Data provided
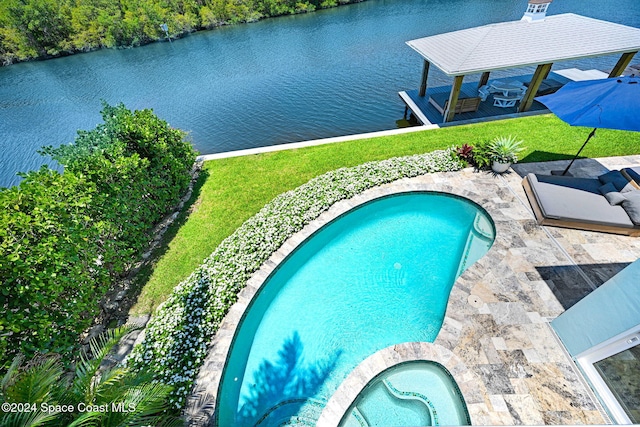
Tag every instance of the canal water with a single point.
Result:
(329, 73)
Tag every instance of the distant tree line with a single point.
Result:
(32, 29)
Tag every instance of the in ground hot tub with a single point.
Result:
(415, 393)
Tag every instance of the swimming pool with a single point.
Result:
(420, 393)
(378, 275)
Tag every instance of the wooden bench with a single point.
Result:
(464, 105)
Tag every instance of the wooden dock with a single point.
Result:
(427, 114)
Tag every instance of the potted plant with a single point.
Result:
(504, 152)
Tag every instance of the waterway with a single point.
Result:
(328, 73)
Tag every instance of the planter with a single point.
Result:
(498, 167)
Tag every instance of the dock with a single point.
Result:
(427, 114)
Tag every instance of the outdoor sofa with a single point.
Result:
(609, 203)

What is needed
Write only the number of lines in the records that contain the string "every".

Output of the task
11